*EXCERPTED RECORDS*.
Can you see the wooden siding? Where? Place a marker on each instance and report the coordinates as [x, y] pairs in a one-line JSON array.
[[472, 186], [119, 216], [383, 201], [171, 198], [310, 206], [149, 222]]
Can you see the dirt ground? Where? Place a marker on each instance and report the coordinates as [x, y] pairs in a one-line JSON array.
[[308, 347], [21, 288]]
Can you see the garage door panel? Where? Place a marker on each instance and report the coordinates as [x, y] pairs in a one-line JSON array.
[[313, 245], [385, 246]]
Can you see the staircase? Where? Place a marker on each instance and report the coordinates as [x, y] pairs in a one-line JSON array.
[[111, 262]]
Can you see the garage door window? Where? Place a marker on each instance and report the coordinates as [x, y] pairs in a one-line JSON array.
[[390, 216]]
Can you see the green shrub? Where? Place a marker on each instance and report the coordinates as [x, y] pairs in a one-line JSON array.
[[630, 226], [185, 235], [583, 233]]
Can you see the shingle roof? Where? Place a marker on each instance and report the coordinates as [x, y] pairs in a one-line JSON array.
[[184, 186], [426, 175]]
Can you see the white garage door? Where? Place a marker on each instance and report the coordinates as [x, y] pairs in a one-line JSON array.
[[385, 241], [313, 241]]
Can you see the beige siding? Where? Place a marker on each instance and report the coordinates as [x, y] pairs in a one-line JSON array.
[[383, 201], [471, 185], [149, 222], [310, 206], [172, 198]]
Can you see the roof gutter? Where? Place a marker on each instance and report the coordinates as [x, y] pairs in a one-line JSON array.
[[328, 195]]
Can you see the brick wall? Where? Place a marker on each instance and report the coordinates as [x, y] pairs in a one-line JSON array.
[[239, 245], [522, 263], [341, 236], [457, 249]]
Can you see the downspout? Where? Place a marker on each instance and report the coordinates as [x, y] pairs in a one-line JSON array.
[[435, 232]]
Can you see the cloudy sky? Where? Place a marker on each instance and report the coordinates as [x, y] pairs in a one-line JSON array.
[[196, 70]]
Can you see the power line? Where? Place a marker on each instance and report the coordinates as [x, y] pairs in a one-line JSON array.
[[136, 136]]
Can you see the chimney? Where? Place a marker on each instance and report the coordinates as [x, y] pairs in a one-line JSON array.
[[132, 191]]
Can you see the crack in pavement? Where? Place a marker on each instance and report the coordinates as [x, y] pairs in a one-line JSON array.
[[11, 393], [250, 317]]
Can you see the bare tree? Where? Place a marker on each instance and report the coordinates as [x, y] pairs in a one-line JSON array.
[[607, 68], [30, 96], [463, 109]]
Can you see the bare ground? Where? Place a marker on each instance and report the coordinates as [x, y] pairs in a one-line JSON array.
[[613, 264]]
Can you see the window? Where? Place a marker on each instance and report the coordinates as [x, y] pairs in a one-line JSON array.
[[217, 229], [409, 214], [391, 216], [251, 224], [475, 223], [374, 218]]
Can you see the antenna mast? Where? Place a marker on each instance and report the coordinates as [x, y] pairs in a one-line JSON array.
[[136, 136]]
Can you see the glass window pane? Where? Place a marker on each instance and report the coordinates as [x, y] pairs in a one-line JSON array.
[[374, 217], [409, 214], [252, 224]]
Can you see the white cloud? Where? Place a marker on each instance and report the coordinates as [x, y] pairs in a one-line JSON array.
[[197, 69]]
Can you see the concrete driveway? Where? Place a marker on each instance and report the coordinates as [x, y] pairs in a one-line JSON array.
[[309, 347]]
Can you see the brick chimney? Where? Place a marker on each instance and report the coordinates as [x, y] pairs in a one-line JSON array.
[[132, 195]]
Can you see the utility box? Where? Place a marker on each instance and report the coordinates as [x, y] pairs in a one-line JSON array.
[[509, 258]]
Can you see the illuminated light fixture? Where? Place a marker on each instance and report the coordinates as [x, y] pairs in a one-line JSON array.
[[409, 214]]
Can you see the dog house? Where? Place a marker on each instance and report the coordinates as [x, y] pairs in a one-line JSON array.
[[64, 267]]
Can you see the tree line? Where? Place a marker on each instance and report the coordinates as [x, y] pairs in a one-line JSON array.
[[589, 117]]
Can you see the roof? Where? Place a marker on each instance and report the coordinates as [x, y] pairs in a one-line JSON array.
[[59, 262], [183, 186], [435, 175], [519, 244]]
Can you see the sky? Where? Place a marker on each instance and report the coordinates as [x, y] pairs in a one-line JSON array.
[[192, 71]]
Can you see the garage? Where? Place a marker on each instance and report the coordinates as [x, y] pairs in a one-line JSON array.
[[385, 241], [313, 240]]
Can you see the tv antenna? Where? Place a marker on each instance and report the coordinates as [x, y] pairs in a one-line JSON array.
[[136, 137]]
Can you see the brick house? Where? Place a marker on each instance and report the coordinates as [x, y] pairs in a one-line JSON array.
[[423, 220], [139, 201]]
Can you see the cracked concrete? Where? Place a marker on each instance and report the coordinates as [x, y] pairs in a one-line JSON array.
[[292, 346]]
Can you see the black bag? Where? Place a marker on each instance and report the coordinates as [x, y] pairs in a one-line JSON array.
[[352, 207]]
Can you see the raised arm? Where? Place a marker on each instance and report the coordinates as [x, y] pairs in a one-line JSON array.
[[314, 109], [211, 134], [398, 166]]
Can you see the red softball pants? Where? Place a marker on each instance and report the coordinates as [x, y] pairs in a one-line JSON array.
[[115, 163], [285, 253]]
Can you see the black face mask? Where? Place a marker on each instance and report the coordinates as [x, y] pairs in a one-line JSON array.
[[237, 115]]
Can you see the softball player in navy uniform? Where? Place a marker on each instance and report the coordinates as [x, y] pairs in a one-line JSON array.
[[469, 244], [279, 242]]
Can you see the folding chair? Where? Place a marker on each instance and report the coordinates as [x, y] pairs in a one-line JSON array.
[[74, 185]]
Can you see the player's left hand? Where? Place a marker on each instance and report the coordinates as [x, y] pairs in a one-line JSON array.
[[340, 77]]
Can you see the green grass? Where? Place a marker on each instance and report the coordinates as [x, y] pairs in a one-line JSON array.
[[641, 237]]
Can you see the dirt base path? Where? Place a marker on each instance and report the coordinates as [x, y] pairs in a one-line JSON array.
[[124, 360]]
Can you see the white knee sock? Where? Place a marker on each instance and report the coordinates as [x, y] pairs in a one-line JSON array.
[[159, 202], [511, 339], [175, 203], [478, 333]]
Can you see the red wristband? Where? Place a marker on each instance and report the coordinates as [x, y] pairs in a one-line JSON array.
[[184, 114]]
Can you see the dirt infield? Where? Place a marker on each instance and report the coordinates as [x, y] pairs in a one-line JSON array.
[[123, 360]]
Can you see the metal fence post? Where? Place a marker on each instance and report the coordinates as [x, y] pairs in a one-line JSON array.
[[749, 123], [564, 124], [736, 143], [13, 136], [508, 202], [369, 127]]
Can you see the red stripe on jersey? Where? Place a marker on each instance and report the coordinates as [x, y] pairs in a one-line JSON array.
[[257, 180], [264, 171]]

*DO THIS*. Copy every entry above word for word, with no changes.

*ANSWER TO THIS TASK*.
Can you see the wooden siding? Where? Place a marker on each instance and report the coordinates as [x, y] pairs in a one-line JSON array.
[[472, 186], [119, 216], [383, 201], [171, 198], [310, 206], [149, 222]]
Can you see the dirt ground? Where? Place a marker on each instance and report the coordinates as [x, y] pairs in a one-line JSON array.
[[308, 347], [21, 288]]
Can you see the garage door panel? Where? Place a marker on each instance and report the coordinates as [x, y] pairs in a one-line JSON array.
[[313, 245], [385, 246]]
Can you see the staircase? Where? Place a marker on each instance and report the coordinates as [x, y] pairs in a one-line JSON array.
[[111, 262]]
Can you see the garage door window? Where? Place a marker on each instance and report the coordinates as [x, y] pairs in a one-line JSON array.
[[390, 216]]
Can you see the green shrub? Where? Place a marker on each instance and report the coordinates as [x, y] pairs in a one-line JSON array.
[[630, 226], [185, 235], [583, 233]]
Can you see the shingle roof? Where? Place a marker on each instance and report the coordinates as [x, y] pairs in a one-line JSON array.
[[184, 186], [426, 175]]
Can you see the white garage door? Where? Place a marker on each instance and report the coordinates as [x, y] pairs in a one-line JSON array.
[[385, 241], [313, 241]]
Can you see the beige siding? Where? Place a marker on each instance and report the coordinates as [x, y] pairs in a one-line JSON array.
[[383, 201], [471, 185], [149, 222], [310, 206], [172, 198]]
Can you see the roof gutter? Where? Place a marker on each instance and report the coordinates as [x, y] pairs in a one-line JSON array.
[[328, 195]]
Can you see the brick wall? Where? Place a marker on each instance and report the coordinates as [x, y] pairs in a one-line JSON array.
[[239, 245], [522, 263], [341, 236], [457, 249]]
Can you see the downspout? Where? Place a marker on each instance and report the coordinates as [x, y] pairs in a one-line JSON array.
[[435, 232]]
Can you see the cloudy sky? Where? Place a marker on each instance and report the coordinates as [x, y] pairs in a one-line JSON array.
[[196, 70]]
Can you see the power line? Where? Place a marker on each instance and report the coordinates as [x, y] pairs in a one-line JSON array.
[[136, 136]]
Can you see the chimney? Where? Place a marker on each instance and report the coordinates as [x, y] pairs in a one-line JSON array.
[[132, 191]]
Can you see the crack in pavement? Where? Place a marker on each instance and report the coordinates as [x, y] pairs in a one-line JSON array.
[[11, 393], [250, 317]]
Can you see the bare tree? Where? Place a marker on each instance and report the coordinates as [x, y] pairs in a one-line JSON array.
[[607, 68], [30, 96], [463, 109]]
Can you see the bare ground? Where? Place a marker on each instance and report the coordinates as [x, y] pairs in a one-line JSON array.
[[613, 264]]
Can you see the window? Where? Place a marker on each instance and report the coordinates as [x, y] pairs in a one-line JSON array.
[[217, 229], [409, 214], [391, 216], [251, 224], [475, 223], [374, 218]]
Can you see the antenna mast? Where? Place a marker on each instance and report the coordinates as [x, y] pairs in a one-line JSON array.
[[136, 136]]
Can you see the glass window pane? Where? Place a marker on each instance and report the coordinates as [x, y] pairs in a one-line JSON array.
[[374, 217], [409, 214], [252, 224]]
Can you see the white cloud? Where? Place a marker on each instance and report the coordinates as [x, y] pairs in a one-line JSON array.
[[197, 69]]
Can you see the concrete driveway? Where? Place a marker on each instance and report the coordinates as [x, y] pairs in a one-line JSON array.
[[309, 347]]
Can you see the brick chimney? Where? Place a marker on each instance and report the coordinates as [x, y] pairs in a one-line JSON array.
[[132, 195]]
Can you see the utility box? Where? Place a marker on each instance and report the coordinates as [x, y] pairs in a one-line JSON array.
[[509, 258]]
Can you see the illuminated light fixture? Where? Place a marker on each instance and report the coordinates as [x, y] pairs in a one-line JSON array.
[[409, 214]]
Can you see the dog house? Where? Place a marker on each instance and report the coordinates as [x, y] pairs in a one-line JSON array.
[[64, 267]]
Can you see the tree line? Where? Place a marker on each instance and report the coordinates as [x, y] pairs in a one-line JSON array.
[[589, 117]]
Can you see the roof? Where? Place a marker on each instance and report the coordinates as [x, y] pairs in a one-line JSON array.
[[59, 262], [183, 186], [435, 175], [519, 244]]
Can you see the sky? Where? Place a marker on each instance and report the coordinates as [x, y] pairs in a one-line JSON array.
[[192, 71]]
Can you see the garage? Where? Place a marker on each instance and report the coordinates as [x, y] pairs in a one-line JSON array.
[[385, 241], [313, 240]]
Can you see the tv antenna? Where? Place a marker on each instance and report the coordinates as [x, y] pairs in a one-line JSON array.
[[136, 137]]
Can you see the brick house? Where? Place a marker on each instance and report the coordinates as [x, y] pairs in a one-line JSON array.
[[423, 220], [139, 201]]
Can you see the cracked concrete? Where? Place a marker on each instance and report the coordinates as [x, y] pairs in a one-line JSON array.
[[292, 346]]
Can you see the black bag? Where? Place a marker on each instance and report the coordinates as [x, y] pairs in a one-line JSON array.
[[352, 207]]
Can you see the raised arm? Where? Place a marker on each instance and report the coordinates as [x, y] pairs in a one-line JSON array.
[[314, 109], [211, 134], [398, 166]]
Can you see the red softball pants? Where? Place a marker on each instance and report the coordinates as [x, y] pairs in a one-line JSON array.
[[115, 163], [285, 253]]
Can you see the black face mask? Where? Place a marker on each instance and report the coordinates as [x, y] pairs in a one-line JSON array.
[[237, 115]]
Can you see the softball player in navy uniform? Where? Place a marker on each instance and report the coordinates as [x, y] pairs in a one-line JSON array.
[[469, 244], [279, 242]]
Can you see the folding chair? Where? Place a marker on each instance and report the coordinates as [x, y] pairs in a one-line JSON array.
[[74, 185]]
Can you see the player's left hand? Where? Place a marker on each instance and report the coordinates as [x, y] pairs in a one-line JSON array.
[[340, 77]]
Can you see the green grass? Where? Place a marker on each instance and report the coordinates as [x, y] pairs in a one-line JSON array.
[[641, 237]]
Can you see the dirt base path? Where? Place a marker on each instance and report the coordinates as [x, y] pairs in a one-line JSON array.
[[124, 360]]
Can you see the white knee sock? Where? Place a marker on each instance and report the coordinates as [x, y] pairs in a one-line JSON array.
[[159, 202], [511, 339], [175, 203], [478, 333]]
Can you see the red wristband? Where? Place a marker on each instance and report the coordinates as [x, y] pairs in a one-line JSON array.
[[184, 114]]
Can you see the dirt infield? Where? Place a marker on each instance and report the coordinates as [x, y] pairs in a one-line JSON array.
[[123, 360]]
Can you see the metal fence post? Where? Place a marker on each instance and report the coordinates as [x, y] pairs in a one-line JSON array.
[[749, 123], [564, 124], [736, 143], [13, 136], [508, 202], [369, 127]]
Can you see the red stripe on jersey? Where? Place a marker on each instance and report the coordinates as [x, y] pairs in a one-line JSON array.
[[257, 180], [264, 171]]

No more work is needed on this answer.